## Provided text
Gaëlle Denis is a writer-director who came to London after graduating from ENSAD to complete an MA at the Royal College of Art in Animation. While at Japan’s Kyoto City University of Arts, she directed the short film Fish Never Sleep, which won the BAFTA for Best Animated Short and Cannes Cinéfondation selection. Later City Paradise collected more than 50 awards including the prestigious Annecy Special Jury award and a BAFTA nomination.

Always exploring new mediums, Gaëlle is also an award- winning commercials director and has worked on opera pieces, hybrid animations, multi-media projects. 

Moving to live action, her latest short Crocodile was funded by BFI and premiered at Cannes’ Critics Week where it won the Prix Canal+ for best short. Awarded places on the Torino Film lab, the Jerusalem Film Lab, Le Groupe Ouest lab and Emergence, Gaëlle was spotted as one of the most promising French-British emerging feature film directors by Cannes Critic’s Week’s Next Step programme.

When did you know you wanted to be a director?

## Information provided
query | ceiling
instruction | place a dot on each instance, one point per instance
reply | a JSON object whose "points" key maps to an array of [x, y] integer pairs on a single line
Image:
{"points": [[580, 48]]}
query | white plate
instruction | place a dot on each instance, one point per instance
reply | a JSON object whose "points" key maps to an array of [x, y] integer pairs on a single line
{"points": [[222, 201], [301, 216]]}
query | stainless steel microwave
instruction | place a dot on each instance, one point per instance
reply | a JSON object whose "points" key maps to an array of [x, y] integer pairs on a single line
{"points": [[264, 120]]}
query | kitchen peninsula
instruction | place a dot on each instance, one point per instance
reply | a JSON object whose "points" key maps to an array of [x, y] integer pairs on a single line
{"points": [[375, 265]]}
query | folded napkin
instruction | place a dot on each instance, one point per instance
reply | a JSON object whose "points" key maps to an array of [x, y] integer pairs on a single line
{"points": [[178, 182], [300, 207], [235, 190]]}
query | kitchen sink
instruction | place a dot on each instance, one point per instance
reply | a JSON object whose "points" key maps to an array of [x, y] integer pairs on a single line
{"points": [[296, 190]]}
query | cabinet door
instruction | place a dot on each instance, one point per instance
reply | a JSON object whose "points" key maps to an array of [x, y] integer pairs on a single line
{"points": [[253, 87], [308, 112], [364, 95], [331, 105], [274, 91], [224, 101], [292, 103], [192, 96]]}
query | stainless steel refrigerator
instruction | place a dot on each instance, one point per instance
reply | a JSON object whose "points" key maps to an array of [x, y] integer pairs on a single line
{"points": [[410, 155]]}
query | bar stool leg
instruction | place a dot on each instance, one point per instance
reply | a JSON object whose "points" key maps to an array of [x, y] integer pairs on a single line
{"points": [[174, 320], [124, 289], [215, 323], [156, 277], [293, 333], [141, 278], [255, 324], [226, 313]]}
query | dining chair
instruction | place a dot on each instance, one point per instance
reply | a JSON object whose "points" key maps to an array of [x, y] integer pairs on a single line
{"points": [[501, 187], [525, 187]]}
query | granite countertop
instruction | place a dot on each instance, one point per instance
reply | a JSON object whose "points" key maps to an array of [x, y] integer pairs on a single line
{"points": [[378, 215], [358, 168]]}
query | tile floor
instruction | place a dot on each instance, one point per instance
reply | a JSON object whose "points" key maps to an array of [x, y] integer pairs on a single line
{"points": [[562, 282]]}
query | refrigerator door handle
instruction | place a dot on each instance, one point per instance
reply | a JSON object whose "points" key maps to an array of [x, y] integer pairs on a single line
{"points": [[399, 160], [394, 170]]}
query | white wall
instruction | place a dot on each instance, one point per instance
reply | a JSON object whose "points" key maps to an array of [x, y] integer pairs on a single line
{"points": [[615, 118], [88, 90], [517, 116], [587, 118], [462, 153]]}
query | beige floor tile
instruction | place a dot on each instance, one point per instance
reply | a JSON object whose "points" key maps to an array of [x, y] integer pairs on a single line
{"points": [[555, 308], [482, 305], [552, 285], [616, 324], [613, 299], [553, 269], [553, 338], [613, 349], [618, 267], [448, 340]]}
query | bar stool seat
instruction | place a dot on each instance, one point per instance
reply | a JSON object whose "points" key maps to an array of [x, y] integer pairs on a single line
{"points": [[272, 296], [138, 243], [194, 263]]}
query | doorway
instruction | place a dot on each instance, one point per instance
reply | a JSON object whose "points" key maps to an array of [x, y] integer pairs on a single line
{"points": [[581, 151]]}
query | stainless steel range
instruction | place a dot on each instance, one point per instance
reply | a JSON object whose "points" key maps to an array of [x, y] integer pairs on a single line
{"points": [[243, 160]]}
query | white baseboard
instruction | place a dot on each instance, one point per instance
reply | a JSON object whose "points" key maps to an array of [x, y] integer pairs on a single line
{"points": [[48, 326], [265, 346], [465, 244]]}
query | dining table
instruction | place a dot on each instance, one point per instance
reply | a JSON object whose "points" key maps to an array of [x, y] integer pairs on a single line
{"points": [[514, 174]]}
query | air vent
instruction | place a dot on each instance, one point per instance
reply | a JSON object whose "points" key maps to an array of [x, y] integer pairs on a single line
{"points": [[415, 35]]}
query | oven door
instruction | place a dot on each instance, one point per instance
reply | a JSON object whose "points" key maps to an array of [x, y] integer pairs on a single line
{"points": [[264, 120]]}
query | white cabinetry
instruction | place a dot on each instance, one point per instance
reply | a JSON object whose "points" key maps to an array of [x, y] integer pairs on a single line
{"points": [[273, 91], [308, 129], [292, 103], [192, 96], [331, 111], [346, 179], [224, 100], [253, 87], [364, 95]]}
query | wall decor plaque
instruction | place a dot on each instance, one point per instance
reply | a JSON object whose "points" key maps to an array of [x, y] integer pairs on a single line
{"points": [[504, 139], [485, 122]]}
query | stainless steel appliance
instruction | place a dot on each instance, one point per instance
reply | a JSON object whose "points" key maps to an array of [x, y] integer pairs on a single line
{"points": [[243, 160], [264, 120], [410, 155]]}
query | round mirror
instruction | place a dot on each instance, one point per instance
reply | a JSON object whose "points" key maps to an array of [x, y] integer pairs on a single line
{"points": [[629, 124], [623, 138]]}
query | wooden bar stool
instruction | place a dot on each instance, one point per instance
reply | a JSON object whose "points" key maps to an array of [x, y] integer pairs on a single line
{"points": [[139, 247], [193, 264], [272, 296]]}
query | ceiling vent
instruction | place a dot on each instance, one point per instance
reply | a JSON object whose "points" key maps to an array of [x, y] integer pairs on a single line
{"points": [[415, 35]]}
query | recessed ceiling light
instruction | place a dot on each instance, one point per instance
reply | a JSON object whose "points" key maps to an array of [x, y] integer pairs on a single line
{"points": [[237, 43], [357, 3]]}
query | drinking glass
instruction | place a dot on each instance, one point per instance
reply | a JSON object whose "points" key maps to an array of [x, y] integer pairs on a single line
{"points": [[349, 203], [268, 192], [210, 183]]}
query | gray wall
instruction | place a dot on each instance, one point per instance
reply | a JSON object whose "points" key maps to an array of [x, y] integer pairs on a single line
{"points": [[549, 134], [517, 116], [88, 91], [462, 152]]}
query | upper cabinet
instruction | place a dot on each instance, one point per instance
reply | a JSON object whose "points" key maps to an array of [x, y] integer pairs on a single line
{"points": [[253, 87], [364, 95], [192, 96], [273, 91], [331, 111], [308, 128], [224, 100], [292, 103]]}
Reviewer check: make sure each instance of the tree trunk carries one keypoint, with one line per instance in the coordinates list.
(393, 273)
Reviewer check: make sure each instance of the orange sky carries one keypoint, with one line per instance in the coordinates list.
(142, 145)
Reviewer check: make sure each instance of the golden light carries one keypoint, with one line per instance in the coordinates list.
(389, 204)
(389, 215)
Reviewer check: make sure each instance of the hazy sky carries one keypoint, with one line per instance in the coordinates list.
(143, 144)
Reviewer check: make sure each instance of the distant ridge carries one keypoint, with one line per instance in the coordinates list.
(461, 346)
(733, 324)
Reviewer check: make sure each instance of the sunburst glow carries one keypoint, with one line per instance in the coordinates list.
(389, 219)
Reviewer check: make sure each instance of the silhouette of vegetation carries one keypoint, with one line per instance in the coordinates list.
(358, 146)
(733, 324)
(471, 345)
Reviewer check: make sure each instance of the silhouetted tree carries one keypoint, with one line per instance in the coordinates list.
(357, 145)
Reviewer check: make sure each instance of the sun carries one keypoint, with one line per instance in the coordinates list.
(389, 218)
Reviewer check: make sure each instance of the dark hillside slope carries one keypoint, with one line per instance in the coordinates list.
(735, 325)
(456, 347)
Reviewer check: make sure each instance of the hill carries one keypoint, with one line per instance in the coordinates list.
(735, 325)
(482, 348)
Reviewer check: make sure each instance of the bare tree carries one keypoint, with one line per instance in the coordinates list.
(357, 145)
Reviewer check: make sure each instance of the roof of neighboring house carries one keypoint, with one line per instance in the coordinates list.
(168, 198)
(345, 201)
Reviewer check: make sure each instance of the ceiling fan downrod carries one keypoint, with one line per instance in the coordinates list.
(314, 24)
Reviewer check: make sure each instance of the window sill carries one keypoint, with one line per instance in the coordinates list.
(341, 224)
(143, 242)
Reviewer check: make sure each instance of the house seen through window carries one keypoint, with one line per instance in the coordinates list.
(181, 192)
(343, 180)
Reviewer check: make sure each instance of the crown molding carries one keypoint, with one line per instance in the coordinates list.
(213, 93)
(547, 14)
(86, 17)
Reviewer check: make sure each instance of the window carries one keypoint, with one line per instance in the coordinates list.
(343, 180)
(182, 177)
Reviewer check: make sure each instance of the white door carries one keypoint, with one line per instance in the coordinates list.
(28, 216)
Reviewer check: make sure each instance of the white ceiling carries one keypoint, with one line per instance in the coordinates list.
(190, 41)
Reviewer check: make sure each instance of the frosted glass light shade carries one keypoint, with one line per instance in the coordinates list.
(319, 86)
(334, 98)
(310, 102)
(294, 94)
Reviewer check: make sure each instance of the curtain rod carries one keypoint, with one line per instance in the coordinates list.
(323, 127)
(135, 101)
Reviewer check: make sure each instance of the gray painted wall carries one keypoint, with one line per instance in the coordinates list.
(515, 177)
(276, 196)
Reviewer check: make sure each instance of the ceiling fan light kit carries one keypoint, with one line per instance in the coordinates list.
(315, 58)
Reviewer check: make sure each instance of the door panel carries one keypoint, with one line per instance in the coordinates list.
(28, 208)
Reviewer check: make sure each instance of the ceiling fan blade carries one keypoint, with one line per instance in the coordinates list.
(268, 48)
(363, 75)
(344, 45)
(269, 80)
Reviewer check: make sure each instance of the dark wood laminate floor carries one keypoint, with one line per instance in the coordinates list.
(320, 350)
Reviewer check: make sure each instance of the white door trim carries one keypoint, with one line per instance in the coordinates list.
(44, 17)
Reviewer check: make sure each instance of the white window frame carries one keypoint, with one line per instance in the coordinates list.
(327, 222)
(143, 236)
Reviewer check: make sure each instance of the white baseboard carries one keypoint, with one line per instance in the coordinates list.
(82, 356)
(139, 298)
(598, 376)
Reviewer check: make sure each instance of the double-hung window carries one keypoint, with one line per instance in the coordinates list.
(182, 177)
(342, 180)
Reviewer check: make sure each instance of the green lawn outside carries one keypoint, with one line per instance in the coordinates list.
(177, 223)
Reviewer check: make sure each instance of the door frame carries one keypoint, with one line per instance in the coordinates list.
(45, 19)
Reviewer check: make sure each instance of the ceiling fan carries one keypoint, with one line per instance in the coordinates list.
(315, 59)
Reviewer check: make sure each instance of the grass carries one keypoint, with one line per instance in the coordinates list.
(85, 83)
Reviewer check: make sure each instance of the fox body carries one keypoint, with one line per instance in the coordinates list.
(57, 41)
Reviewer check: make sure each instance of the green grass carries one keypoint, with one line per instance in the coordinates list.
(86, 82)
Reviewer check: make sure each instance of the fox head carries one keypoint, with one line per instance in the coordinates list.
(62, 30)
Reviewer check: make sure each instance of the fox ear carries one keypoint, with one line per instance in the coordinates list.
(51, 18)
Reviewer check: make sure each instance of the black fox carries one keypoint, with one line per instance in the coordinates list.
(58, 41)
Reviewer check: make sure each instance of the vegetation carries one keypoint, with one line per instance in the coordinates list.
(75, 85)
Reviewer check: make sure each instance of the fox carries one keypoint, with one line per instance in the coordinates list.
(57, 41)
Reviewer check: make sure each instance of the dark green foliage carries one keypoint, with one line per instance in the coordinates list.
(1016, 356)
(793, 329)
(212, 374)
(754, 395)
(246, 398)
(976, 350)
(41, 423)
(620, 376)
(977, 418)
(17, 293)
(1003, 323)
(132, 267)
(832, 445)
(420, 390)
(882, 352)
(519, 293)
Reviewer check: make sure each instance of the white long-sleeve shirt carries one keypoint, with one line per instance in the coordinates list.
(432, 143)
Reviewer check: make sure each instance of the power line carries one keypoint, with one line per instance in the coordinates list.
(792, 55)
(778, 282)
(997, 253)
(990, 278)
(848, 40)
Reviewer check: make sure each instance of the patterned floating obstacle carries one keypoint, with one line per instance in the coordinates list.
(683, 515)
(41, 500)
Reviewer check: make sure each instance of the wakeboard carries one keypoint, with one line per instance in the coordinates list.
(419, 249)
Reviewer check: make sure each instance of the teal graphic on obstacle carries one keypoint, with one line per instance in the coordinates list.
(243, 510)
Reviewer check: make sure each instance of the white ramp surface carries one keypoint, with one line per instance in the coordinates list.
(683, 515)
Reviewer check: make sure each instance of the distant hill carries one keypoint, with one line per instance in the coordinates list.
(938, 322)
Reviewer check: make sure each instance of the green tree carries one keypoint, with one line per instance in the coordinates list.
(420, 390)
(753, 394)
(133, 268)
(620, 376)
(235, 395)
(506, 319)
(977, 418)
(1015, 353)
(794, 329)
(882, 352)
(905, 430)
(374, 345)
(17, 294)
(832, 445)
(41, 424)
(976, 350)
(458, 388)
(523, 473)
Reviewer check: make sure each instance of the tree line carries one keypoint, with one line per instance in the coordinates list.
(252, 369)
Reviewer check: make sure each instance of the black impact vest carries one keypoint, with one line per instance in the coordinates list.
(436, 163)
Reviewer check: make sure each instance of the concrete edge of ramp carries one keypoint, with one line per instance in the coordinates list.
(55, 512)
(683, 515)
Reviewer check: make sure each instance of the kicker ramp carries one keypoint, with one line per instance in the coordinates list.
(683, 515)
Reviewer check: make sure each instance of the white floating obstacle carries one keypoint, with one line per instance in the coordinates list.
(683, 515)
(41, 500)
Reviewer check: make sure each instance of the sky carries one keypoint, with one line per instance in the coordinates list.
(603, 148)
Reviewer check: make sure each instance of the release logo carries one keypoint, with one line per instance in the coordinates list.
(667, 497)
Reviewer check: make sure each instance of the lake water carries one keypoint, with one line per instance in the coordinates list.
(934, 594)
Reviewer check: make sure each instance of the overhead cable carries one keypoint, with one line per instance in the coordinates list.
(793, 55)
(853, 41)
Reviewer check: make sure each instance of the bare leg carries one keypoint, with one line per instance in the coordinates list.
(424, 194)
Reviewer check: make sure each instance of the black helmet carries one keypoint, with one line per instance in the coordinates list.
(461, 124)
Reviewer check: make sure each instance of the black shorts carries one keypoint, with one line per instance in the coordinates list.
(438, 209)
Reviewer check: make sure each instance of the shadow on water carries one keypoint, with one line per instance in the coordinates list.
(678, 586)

## Request A
Answer these questions using the profile of Gaëlle Denis:
(i) Which short film did she direct while at Kyoto City University of Arts?
(ii) What prize did Crocodile win at Cannes' Critics Week?
(iii) At which institution did she complete her MA in Animation?
## Request B
Set down word for word the lines of the records that start with the line containing "Reviewer check: make sure each instance of the black helmet" and run through the end of the records.
The records are unrelated to the text.

## Exercise response A
(i) Fish Never Sleep
(ii) The Prix Canal+ for best short
(iii) The Royal College of Art

## Exercise response B
Reviewer check: make sure each instance of the black helmet carries one keypoint, with one line per instance in the coordinates list.
(461, 124)
Reviewer check: make sure each instance of the black shorts carries one keypoint, with one line per instance in the coordinates list.
(438, 209)
Reviewer check: make sure each instance of the shadow on water carries one keypoint, with one line per instance in the coordinates list.
(678, 586)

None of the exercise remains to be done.